Among the lines of the records, please find those that contain the word "below" and copy them.

==*==

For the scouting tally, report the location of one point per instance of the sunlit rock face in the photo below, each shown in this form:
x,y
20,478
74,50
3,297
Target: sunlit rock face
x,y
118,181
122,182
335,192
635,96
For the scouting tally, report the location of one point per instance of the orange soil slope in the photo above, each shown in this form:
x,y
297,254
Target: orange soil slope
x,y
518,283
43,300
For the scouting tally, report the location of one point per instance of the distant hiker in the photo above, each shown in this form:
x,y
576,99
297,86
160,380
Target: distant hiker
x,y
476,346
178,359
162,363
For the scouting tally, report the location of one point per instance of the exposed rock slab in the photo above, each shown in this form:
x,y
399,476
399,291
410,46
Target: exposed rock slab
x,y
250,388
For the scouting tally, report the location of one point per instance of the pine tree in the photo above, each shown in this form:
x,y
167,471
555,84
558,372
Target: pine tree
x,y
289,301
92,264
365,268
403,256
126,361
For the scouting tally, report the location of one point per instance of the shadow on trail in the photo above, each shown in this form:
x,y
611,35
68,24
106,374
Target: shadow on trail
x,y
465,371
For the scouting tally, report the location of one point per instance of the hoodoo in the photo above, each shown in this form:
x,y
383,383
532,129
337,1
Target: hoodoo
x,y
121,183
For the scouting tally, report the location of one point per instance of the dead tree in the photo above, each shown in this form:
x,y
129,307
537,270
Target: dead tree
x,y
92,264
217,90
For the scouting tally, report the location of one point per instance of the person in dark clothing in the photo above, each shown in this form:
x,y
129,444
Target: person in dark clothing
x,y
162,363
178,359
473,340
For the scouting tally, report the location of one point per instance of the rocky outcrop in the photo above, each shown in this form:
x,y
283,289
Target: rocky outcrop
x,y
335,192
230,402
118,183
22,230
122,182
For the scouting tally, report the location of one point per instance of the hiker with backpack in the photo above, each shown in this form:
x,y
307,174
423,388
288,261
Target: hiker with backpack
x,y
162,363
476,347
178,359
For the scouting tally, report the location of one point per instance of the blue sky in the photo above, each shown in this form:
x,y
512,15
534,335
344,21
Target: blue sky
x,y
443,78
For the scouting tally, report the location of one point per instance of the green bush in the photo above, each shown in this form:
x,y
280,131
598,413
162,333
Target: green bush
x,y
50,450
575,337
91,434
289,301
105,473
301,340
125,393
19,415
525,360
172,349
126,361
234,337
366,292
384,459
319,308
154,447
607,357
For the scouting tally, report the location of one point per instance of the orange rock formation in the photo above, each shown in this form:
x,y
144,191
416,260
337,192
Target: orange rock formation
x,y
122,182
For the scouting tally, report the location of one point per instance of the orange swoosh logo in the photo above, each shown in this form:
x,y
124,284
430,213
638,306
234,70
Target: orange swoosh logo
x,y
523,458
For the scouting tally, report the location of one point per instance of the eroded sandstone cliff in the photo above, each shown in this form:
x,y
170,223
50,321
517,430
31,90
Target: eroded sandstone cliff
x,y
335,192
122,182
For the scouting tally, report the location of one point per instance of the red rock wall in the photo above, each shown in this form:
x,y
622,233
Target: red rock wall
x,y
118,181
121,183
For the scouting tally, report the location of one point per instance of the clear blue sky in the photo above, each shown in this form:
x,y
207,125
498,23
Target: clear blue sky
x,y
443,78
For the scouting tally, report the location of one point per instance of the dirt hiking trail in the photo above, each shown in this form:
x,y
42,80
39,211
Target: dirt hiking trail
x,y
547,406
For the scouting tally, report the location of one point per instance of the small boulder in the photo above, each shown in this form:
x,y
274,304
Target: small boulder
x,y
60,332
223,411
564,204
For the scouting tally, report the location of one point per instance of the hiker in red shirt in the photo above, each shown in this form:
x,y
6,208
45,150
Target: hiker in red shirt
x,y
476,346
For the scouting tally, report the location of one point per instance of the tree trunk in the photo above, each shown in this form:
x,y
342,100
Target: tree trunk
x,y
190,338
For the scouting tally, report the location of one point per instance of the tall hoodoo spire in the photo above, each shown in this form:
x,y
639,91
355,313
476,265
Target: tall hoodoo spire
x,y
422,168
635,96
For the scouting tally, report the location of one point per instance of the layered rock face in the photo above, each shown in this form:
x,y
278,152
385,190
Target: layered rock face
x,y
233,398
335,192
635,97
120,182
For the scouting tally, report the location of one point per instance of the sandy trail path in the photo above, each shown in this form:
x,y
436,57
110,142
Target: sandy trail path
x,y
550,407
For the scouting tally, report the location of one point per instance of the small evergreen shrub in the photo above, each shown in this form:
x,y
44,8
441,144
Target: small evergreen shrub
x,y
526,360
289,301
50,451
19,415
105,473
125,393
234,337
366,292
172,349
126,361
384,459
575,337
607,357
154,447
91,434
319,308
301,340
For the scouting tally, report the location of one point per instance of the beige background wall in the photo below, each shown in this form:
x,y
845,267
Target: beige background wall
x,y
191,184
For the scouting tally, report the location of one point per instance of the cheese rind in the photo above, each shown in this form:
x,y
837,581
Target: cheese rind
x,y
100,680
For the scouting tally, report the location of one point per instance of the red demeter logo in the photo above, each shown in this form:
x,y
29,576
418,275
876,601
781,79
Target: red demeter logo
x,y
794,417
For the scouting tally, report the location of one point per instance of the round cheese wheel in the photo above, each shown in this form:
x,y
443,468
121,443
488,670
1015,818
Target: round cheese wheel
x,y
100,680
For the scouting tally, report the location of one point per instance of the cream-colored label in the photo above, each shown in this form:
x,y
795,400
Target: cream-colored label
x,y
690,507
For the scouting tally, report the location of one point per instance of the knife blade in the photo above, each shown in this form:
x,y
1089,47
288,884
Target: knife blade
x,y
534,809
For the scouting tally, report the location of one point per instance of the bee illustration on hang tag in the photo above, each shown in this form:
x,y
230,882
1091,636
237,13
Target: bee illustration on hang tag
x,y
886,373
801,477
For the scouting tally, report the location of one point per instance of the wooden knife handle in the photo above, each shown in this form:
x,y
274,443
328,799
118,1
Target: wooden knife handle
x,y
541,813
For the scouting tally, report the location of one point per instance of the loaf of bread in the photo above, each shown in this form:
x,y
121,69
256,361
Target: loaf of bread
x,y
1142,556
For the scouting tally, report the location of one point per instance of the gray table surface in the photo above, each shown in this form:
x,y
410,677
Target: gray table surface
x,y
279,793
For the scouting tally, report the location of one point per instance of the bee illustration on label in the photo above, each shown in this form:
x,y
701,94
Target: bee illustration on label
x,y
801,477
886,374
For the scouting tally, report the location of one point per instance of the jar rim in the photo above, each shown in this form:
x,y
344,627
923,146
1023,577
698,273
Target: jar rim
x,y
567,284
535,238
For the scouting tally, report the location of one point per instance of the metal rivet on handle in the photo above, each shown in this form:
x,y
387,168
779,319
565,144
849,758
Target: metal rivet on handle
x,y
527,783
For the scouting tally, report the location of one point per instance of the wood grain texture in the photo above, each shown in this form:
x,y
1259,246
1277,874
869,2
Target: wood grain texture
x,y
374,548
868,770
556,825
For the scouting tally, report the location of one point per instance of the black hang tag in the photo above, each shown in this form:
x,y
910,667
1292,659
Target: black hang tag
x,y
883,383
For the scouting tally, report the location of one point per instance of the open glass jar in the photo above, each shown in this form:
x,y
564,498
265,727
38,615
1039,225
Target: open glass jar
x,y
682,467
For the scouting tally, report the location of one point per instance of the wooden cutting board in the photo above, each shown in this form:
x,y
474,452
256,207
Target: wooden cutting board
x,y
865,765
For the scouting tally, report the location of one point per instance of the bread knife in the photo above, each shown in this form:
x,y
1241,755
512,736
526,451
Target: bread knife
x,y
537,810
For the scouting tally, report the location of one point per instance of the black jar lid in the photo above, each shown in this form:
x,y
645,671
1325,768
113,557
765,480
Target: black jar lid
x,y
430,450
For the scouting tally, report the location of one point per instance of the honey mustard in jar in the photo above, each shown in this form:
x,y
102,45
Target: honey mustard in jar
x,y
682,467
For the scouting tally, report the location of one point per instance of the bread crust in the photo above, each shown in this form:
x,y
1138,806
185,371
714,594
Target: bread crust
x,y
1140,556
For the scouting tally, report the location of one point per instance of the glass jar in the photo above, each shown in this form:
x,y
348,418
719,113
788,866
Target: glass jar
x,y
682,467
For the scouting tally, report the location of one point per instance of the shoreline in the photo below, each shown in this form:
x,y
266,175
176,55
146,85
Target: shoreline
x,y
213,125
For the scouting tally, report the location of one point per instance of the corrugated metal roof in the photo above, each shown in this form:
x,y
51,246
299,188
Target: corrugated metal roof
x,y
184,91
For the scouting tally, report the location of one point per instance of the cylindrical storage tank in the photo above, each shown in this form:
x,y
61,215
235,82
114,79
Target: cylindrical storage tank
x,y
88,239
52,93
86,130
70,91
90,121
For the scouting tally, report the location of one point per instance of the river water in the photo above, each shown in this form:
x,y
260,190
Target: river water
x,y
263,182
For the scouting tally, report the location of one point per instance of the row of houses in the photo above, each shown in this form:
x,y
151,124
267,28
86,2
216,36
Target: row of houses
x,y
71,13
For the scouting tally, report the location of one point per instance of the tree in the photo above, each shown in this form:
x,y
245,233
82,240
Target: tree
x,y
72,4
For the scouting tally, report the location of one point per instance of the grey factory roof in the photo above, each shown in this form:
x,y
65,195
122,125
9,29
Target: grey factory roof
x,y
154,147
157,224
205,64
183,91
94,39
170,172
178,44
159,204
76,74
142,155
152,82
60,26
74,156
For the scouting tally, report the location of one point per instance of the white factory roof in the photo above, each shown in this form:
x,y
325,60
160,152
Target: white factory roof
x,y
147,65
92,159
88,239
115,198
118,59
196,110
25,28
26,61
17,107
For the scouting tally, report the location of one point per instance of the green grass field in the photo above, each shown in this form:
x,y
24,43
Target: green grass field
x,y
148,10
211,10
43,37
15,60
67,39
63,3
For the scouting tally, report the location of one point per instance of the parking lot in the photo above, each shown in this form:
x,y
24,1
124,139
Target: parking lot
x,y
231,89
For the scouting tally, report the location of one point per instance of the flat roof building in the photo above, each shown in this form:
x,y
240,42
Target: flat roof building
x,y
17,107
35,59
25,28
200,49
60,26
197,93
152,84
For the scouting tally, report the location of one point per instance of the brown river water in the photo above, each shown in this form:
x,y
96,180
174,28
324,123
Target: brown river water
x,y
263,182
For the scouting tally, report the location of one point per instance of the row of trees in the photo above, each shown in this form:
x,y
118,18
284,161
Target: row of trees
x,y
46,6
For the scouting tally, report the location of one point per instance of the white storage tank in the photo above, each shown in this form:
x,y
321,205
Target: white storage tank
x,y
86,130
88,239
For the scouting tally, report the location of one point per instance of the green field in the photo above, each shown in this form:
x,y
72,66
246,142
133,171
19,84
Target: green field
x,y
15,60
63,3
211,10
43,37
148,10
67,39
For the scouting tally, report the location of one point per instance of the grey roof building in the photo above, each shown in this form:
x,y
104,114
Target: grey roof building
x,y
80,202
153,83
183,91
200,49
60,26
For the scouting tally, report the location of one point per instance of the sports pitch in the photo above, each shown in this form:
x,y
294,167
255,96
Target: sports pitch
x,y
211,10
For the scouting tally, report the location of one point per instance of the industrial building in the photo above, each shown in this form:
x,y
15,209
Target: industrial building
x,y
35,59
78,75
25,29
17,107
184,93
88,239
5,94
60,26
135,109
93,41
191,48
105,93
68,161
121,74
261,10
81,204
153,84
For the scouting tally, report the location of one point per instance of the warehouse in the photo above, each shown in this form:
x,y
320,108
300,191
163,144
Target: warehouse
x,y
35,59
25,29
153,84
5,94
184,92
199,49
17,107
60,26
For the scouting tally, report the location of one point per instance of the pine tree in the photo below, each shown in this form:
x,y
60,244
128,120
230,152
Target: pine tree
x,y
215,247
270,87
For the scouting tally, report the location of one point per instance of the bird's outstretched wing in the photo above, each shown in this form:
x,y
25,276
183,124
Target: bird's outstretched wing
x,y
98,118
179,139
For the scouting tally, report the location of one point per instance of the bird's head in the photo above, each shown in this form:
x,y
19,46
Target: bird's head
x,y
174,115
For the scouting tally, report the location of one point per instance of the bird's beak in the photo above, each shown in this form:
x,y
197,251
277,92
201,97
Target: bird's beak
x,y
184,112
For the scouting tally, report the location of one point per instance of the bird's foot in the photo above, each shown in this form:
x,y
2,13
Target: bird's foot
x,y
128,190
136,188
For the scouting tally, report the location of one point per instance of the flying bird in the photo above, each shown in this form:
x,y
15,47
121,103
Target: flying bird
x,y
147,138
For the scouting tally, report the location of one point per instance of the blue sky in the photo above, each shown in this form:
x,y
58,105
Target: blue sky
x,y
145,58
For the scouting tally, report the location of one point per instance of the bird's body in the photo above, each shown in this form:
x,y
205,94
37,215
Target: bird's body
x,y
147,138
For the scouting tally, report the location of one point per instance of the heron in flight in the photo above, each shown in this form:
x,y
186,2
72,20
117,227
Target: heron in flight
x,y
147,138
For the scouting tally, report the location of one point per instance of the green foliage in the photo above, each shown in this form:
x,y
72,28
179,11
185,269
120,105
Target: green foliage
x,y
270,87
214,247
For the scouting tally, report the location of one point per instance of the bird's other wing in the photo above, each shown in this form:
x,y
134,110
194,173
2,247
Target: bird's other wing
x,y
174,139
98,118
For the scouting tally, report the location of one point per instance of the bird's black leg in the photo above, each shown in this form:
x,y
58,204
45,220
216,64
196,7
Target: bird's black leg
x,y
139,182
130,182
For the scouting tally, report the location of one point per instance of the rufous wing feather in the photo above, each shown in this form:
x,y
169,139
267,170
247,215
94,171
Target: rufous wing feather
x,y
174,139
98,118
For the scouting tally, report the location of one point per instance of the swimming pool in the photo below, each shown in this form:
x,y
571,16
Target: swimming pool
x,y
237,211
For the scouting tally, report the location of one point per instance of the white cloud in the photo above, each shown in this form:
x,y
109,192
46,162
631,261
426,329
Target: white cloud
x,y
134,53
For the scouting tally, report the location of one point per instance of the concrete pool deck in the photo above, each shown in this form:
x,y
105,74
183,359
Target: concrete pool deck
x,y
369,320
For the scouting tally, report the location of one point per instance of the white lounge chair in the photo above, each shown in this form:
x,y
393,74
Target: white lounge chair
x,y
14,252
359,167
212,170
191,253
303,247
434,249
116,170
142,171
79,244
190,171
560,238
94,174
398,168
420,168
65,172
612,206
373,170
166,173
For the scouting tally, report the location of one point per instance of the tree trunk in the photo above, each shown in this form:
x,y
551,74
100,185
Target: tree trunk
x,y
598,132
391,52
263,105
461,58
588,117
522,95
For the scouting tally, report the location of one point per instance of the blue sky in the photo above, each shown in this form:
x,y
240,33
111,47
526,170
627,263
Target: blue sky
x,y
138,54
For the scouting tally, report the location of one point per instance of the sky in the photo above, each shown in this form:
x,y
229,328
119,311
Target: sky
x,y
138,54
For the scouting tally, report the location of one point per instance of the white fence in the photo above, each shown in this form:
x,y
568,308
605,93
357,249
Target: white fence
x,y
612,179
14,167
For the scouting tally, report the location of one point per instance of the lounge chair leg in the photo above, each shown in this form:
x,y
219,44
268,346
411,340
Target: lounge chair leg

==*==

▶ _EXERCISE SOLUTION_
For the scouting tally, report the location of one point per instance of the sunlit rock face in the photo below, each shown in this form:
For the scouting tally, report the location of one point per instance of the beige background wall in the photo below, each shown in this form:
For the scouting tally, report the location of one point per instance of the shoreline in the photo below, each shown in this form:
For the scouting tally, report the location of one point per instance of the pine tree in the photo below, each shown in this form:
For the scouting tally, report the location of one point per instance of the swimming pool in the photo below, each shown in this form:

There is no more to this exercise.